- _TASK_: Using the excerpt on clustering below, decide whether each statement agrees with it, answering yes or no and quoting the deciding words: (a) The talk opens with an overview of a model-based probabilistic clustering framework. (b) The approach is described as little known in applied statistics. (c) The approach uses mixture models as an underlying generative model for observed data.

- _EXCERPT PROVIDED_:
Prof. Padhraic Smyth

University of California, Irvine

Clustering has a long history in exploratory data analysis. Searching for homogenous data clusters is a fundamental component of any endeavor to discover structure from data. This talk will begin with a brief overview of a general model-based probabilistic clustering framework. This approach, relatively well known in applied statistics, focuses on the use of mixture models as an underlying generative model for observed data. It also provides a relatively objective and sound methodology for determining the model which is closest to truth.

Saved entries
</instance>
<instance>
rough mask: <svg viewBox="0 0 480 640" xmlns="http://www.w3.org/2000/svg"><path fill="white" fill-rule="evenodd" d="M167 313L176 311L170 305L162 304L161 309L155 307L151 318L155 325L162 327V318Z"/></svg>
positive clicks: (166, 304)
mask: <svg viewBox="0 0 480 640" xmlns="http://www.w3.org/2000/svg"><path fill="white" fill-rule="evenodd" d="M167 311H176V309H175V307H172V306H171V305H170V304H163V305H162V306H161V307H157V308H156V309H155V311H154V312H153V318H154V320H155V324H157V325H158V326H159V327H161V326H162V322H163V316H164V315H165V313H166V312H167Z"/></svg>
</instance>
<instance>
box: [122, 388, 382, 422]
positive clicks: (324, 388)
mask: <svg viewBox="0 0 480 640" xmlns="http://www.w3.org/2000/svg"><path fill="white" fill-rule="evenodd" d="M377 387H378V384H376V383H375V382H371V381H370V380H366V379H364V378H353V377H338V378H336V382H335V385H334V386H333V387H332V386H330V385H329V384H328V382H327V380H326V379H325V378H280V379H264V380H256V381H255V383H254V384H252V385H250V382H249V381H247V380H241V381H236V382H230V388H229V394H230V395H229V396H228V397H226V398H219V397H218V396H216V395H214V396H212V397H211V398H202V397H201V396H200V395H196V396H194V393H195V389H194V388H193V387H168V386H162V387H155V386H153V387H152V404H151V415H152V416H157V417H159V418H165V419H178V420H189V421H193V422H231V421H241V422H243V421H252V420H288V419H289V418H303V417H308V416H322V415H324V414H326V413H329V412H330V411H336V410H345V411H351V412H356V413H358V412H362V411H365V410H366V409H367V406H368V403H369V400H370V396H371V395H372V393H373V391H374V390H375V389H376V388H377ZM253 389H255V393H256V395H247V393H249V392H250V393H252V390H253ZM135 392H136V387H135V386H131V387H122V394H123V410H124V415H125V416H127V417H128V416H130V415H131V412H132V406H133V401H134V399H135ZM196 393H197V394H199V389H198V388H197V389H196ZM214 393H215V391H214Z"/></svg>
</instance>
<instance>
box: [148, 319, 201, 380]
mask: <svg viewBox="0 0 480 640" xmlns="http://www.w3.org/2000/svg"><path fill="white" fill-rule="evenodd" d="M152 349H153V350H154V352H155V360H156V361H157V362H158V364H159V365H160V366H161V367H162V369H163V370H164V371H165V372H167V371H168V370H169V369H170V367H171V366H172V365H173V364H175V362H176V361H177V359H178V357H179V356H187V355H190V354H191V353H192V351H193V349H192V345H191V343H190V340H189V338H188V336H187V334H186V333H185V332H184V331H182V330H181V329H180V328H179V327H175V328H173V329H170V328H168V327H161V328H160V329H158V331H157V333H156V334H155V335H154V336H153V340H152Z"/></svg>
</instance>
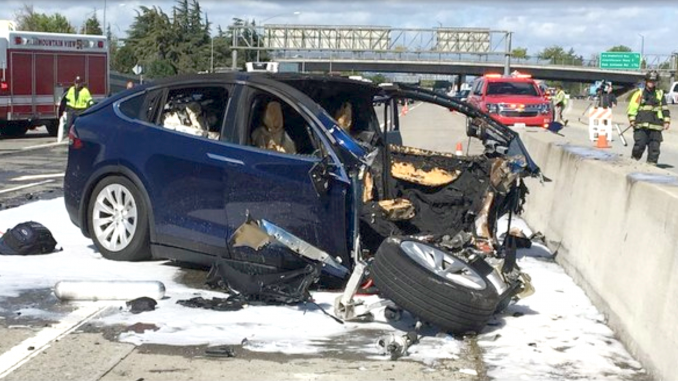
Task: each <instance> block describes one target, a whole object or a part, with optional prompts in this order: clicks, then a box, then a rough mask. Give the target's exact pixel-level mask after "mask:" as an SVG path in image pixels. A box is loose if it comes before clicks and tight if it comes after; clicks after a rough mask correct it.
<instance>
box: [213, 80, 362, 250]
mask: <svg viewBox="0 0 678 381" xmlns="http://www.w3.org/2000/svg"><path fill="white" fill-rule="evenodd" d="M289 90H290V91H293V92H295V91H296V90H293V89H291V88H289ZM275 94H277V95H274V94H273V93H271V92H267V91H266V90H265V89H263V88H257V89H255V88H252V87H248V86H244V87H243V91H242V94H241V96H239V101H238V112H239V113H240V115H239V117H238V118H237V119H238V124H237V126H238V127H237V128H238V129H239V132H240V133H239V134H236V135H237V137H236V138H235V139H238V140H239V142H238V143H239V145H240V149H239V150H231V151H230V156H229V157H228V160H230V162H231V163H236V164H234V165H231V166H229V167H228V168H227V173H226V178H227V179H228V184H227V188H228V191H227V197H226V211H227V215H228V224H229V227H230V229H236V228H237V227H238V226H240V224H242V223H243V222H244V221H245V219H246V216H247V215H248V214H249V215H250V216H251V217H252V218H254V219H266V220H268V221H270V222H272V223H273V224H275V225H277V226H279V227H281V228H283V229H286V230H287V231H289V232H290V233H292V234H294V235H296V236H297V237H299V238H301V239H303V240H305V241H306V242H308V243H310V244H312V245H314V246H316V247H317V248H319V249H321V250H324V251H326V252H328V253H329V254H331V255H333V256H340V257H341V258H342V259H344V260H348V259H349V258H350V257H349V255H348V252H349V250H348V247H347V246H348V242H349V241H348V239H347V237H348V228H347V227H348V226H349V225H348V223H349V221H348V220H347V209H346V208H347V199H348V198H347V192H349V181H348V179H347V177H346V173H345V172H344V169H343V166H342V165H341V163H340V162H338V158H337V157H336V156H335V155H330V154H329V153H328V152H329V151H330V150H331V149H330V148H329V142H328V140H327V138H326V137H325V136H324V135H323V133H322V130H321V129H322V128H324V127H322V125H321V122H319V120H318V119H317V118H315V117H314V115H311V114H310V112H309V111H308V109H306V108H303V107H300V105H299V103H298V101H295V100H293V99H291V98H289V97H286V96H283V95H281V94H280V93H275ZM299 94H300V93H299ZM273 102H278V103H279V104H280V105H281V110H282V119H283V123H282V124H283V129H284V131H285V134H284V135H283V140H284V139H290V140H291V141H292V142H293V144H288V143H285V142H283V143H282V144H281V146H278V149H275V148H273V147H271V146H268V147H264V146H256V142H255V140H256V139H253V137H256V136H257V133H255V132H254V131H255V130H257V129H258V128H259V129H262V128H266V120H267V116H266V112H267V111H268V108H267V105H268V104H269V103H273ZM283 147H285V148H284V149H283ZM290 148H294V150H293V152H288V151H290ZM323 158H324V159H325V160H326V161H327V162H329V163H331V164H333V165H330V166H328V168H329V171H330V173H329V175H328V177H327V179H328V181H329V187H328V188H327V192H324V193H323V192H318V191H317V190H316V187H315V186H314V183H313V181H312V176H311V172H312V171H313V170H314V167H315V166H318V165H321V161H322V160H323Z"/></svg>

- _TASK SOLUTION_:
(a) Yes: "This talk will begin with a brief overview of a general model-based probabilistic clustering framework."
(b) No: "relatively well known in applied statistics"
(c) Yes: "focuses on the use of mixture models as an underlying generative model for observed data"